L'examen des populations accueillies en établissement, ou bénéficiant d'une mesure d'AEMO, montre la part croissante des décisions d'origine judiciaire. Au début des années 80, le nombre de placement en établissement d'origine judiciaire s'élevait à 60 % ; ce taux passe à 71 %, voire 75 % dans certaines départements, dans les années 90. Il est observé une tendance à la baisse des placements décidés directement par les services de l'ASE (de 50.000 par an en moyenne dans les années 80 à 34.000 par an dans les années 90) en raison notamment de la diminution du nombre de pupilles de l'Etat due aux progrès de la contraception et au développement des aides aux familles monoparentales. Dans le même temps, les placements d'origine judiciaire se maintiennent continûment à niveau élevé, de l'ordre de 72.000 par an. Parallèlement, sur les mesures d'AEMO en cours, le taux de mesures décidées par le juge passe de 66 % en 1982 à plus de 70 % dix ans plus tard :
Les mesures décidées par le juge (mesures d'AEMO ou de placement) le sont pour une durée sensiblement plus longue que celles décidées par l'ASE.
La part croissante prise par les populations relevant d'une décision judiciaire traduit en fait, selon les services de conseils généraux, une tendance des juges à renvoyer vers l'ASE des jeunes qui relèveraient plus de l'éducation surveillée que de l'assistance éducative. De fait, l'évolution des missions et du fonctionnement des services de la protection judiciaire de la jeunesse (PJJ) gérés par l'Etat est préoccupante.
Malgré l'effort récent de planification, de renforcement et de redéploiement engagé par le ministère de la justice, les départements constatent que leurs services sont de plus en plus sollicités, en l'absence d'autres réponses pertinentes, pour accueillir des jeunes ayant, par ailleurs, commis des actes de délinquance.
Les efforts annoncés avec la création notamment des unités éducatives renforcées, sont loin de pouvoir satisfaire le besoin croissant de prise en charge éducative lourde de mineurs délinquants : cela conduit les magistrats dans un certain nombre de situations à pallier le manque de places en institutions de la PJJ par des prises en charge au titre de l'assistance éducative.
Ce phénomène de « judiciarisation » de la protection de l'enfance préoccupe légitimement les responsables des départements car il est moins le reflet d'une évolution des situations des familles en difficulté que d'une dérive des pratiques professionnelles. En effet, « la judiciarisation » ne semble pas correspondre à une aggravation effective de la situation des jeunes concernés mais à une dérive dans les pratiques de certains acteurs du système de protection de l'enfance, préoccupés de « se protéger » contre toute erreur d'évaluation du risque encouru par un mineur et des conséquences pénales qui en découlent.

*Consigne de travail*:
Prolongez le texte sur la judiciarisation de la protection de l'enfance à partir de sa dernière phrase.

*Données fournies*:
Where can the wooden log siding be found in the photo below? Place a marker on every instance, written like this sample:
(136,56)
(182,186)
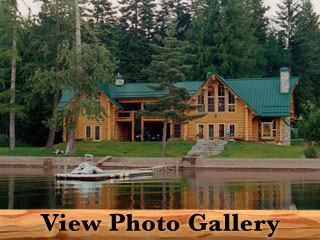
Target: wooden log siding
(111,129)
(22,224)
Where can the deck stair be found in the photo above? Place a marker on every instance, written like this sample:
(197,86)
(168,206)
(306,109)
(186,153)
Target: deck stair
(207,148)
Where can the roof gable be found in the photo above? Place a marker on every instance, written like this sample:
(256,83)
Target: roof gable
(262,95)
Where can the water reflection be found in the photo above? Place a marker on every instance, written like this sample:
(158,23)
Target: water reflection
(189,189)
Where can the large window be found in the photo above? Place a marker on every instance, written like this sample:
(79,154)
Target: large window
(267,128)
(97,133)
(201,102)
(200,131)
(211,131)
(88,132)
(177,130)
(232,130)
(221,98)
(231,102)
(211,99)
(98,99)
(221,130)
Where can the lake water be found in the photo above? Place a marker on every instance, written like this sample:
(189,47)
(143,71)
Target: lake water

*Réponse rédigée*:
L'insuffisance de la prévention administrative et le manque de concertation dans les décisions de placement contribuent à restreindre l'autonomie des départements.
Ils conduisent à affaiblir la responsabilité des parents, à restreindre les libertés individuelles et à réduire le champ des actions de prévention, tout en alourdissant les charges qui pèsent sur les budgets départementaux.
2. Le dispositif proposé par le projet de loi
L'expérimentation proposée par le présent article a pour objet de confier aux départements, et non plus au juge des enfants lui-même, le soin d'assurer la mise en oeuvre des mesures d'assistance éducative décidées par ce dernier, à l'exception :
- de celles confiées aux personnes physiques, qu'il s'agisse de la désignation de la personne qualifiée chargée d'apporter aide et conseil à la famille du mineur ou du placement de ce dernier auprès de l'un des deux parents, d'un autre membre de la famille ou d'un tiers digne de confiance ;
- des placements dans des établissements recevant des personnes hospitalisées en raison de troubles mentaux.
Les services de l'aide sociale à l'enfance pourraient soit assurer eux-mêmes la mise en oeuvre de ces mesures, soit les confier à des organismes publics ou privés ou à des personnes physiques habilités, non plus par le représentant de l'Etat dans le département, mais par le président du conseil général. Ce dernier serait toutefois tenu d'obtenir l'accord des procureurs de la République et des présidents des tribunaux de grande instance situés dans le département.
Les services et établissements ainsi habilités (pas les personnes physqiues) demeureraient toutefois soumis aux contrôles de l'autorité judiciaire et des services relevant de l'autorité du garde des sceaux, prévus par le deuxième alinéa de l'article L. 321-20 du code de l'action sociale et des familles.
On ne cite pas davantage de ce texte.